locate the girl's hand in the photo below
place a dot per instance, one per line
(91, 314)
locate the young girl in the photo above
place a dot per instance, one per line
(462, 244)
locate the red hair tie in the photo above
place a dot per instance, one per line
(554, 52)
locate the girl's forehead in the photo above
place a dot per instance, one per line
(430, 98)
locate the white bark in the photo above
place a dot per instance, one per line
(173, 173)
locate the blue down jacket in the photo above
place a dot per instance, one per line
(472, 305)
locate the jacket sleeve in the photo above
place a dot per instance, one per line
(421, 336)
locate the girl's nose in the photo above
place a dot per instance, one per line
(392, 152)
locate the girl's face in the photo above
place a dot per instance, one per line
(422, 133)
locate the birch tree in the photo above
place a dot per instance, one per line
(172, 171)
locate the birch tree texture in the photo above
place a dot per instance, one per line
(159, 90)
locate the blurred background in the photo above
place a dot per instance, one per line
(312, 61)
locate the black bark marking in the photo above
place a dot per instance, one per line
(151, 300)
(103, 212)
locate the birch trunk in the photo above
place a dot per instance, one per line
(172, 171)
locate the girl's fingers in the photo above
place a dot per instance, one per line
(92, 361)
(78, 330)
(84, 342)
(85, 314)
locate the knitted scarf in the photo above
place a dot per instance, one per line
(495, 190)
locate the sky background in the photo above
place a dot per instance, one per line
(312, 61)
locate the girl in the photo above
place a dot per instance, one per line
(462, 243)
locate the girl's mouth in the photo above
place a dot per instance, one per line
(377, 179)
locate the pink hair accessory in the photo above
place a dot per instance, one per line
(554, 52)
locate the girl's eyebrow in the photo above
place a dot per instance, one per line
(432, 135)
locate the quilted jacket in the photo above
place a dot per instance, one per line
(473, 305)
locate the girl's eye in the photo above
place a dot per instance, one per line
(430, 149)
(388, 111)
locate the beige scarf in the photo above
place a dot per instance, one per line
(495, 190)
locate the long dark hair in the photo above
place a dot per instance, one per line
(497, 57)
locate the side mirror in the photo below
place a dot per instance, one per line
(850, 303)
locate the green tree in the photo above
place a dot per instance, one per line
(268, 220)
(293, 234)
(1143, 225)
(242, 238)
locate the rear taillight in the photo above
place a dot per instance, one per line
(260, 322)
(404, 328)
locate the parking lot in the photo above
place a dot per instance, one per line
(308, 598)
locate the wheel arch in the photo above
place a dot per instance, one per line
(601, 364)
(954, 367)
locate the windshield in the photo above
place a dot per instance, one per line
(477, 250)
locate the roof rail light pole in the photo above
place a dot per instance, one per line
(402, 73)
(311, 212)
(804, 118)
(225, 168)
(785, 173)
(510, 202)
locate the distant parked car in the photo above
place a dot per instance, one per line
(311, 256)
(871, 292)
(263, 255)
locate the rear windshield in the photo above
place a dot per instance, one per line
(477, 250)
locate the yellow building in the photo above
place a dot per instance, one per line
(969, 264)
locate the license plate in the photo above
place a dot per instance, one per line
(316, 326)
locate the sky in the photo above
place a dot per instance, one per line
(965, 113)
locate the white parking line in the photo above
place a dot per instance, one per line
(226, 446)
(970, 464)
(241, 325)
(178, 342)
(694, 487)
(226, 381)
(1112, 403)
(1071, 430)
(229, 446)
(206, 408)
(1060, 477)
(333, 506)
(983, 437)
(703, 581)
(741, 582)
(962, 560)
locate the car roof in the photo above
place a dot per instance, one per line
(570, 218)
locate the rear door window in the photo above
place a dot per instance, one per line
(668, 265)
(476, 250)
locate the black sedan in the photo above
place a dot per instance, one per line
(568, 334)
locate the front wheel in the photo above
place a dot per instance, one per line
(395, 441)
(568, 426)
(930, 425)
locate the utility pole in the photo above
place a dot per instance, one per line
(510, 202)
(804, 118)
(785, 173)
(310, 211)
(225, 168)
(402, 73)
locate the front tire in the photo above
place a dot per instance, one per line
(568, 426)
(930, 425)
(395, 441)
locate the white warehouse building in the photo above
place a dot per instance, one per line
———
DO THIS —
Copy all of the items above word for word, keeping each line in its original order.

FINAL ANSWER —
locate the girl's hand in the photo below
place a dot per instance, one per line
(91, 314)
locate the young girl in the photo above
place a dot per instance, one per line
(462, 244)
locate the red hair tie in the photo above
place a dot per instance, one per line
(554, 52)
locate the girl's forehead in the photo above
place a dot per instance, one per line
(430, 98)
locate the white bark in the photo above
place a dot per instance, one per line
(173, 173)
locate the blue down jacket in the photo above
place a dot per instance, one per line
(472, 305)
locate the jacket sleeve in the photo above
place a dot per instance, one per line
(421, 336)
locate the girl's nose in the photo above
place a dot per instance, one per line
(392, 152)
locate the girl's face in the photo above
place a dot per instance, one per line
(422, 133)
locate the birch tree in the photo above
place a dot per instance, one per line
(172, 171)
locate the birch tree texture in the photo above
place a dot per instance, one per line
(159, 90)
locate the blurred background in the photo above
place a dot per instance, one per line
(312, 61)
locate the black bark marking in the photo above
place a dot per instance, one per line
(151, 300)
(103, 212)
locate the birch trunk in the photo above
place a dot per instance, one per line
(172, 171)
locate the girl's fingers in the photo above
place a dot per instance, one per line
(92, 361)
(78, 330)
(84, 342)
(85, 314)
locate the knitted scarf in the photo above
place a dot per instance, one per line
(495, 190)
locate the sky background in the photo above
place a dot per instance, one per line
(312, 61)
locate the girl in the photo above
place a dot per instance, one per line
(462, 243)
locate the girl's mouth in the photo above
place a dot per instance, one per line
(377, 179)
locate the pink hair accessory in the photo above
place a dot per instance, one per line
(554, 52)
locate the girl's eyebrow in the photo above
place a dot per instance, one per line
(432, 135)
locate the quilted jacket in the photo above
place a dot per instance, one per line
(473, 305)
locate the girl's eye in the photo above
place a dot per instance, one per line
(430, 149)
(388, 111)
locate the beige scarf in the photo above
place a dot per instance, one per line
(495, 190)
locate the long dark hair in the photo above
place a dot per instance, one per line
(497, 57)
locate the side mirror in the photo below
place a dot per instance, one per line
(850, 303)
locate the green tree in the photo above
place a dot per instance, one per line
(268, 220)
(293, 234)
(1143, 225)
(242, 238)
locate the rear taillight in the photo above
place a dot per instance, one per line
(260, 322)
(404, 328)
locate the parking lot in the photo above
place a dot per instance, one per line
(308, 598)
locate the wheel arch in the photo above
place a dot per instance, one per line
(601, 364)
(954, 367)
locate the windshield in the photo above
place a dot per instance, one per line
(477, 250)
locate the roof rail light pole in the photo above
place a dot per instance, one per line
(402, 73)
(311, 212)
(804, 118)
(225, 168)
(785, 173)
(510, 202)
locate the distant parked car in the photo above
place a dot per instance, one per line
(311, 256)
(871, 292)
(263, 255)
locate the rear windshield in the photo above
place a dot per instance, one per line
(477, 250)
locate the yellow building in the photo above
place a dot per instance, one per line
(969, 264)
locate the license plate in the photo above
place a dot per instance, one per line
(316, 326)
locate the sky in the photo above
place a dot per instance, one per line
(965, 113)
locate the white parking line in the photo above
place a dot per instance, one per line
(226, 446)
(970, 464)
(241, 325)
(178, 342)
(694, 487)
(226, 381)
(1112, 403)
(1071, 430)
(229, 446)
(206, 408)
(1060, 477)
(333, 506)
(983, 437)
(703, 581)
(741, 582)
(962, 560)
locate the car roof in the photo above
place a dot per instance, one per line
(570, 218)
locate the rear door window in the photo above
place a dot per instance, one per line
(668, 265)
(476, 250)
locate the black sedan in the photo above
place a dot per instance, one per line
(568, 334)
locate the front wheel in the photo above
place a dot per instance, one per line
(395, 441)
(568, 426)
(930, 425)
locate the utility pole in the photo above
place a dot per instance, one per line
(510, 202)
(804, 118)
(785, 173)
(310, 211)
(225, 168)
(402, 73)
locate the front tire in the photo above
place a dot per instance, one per line
(568, 426)
(930, 425)
(395, 441)
locate the white warehouse building in the photo above
place a dot per instance, one per line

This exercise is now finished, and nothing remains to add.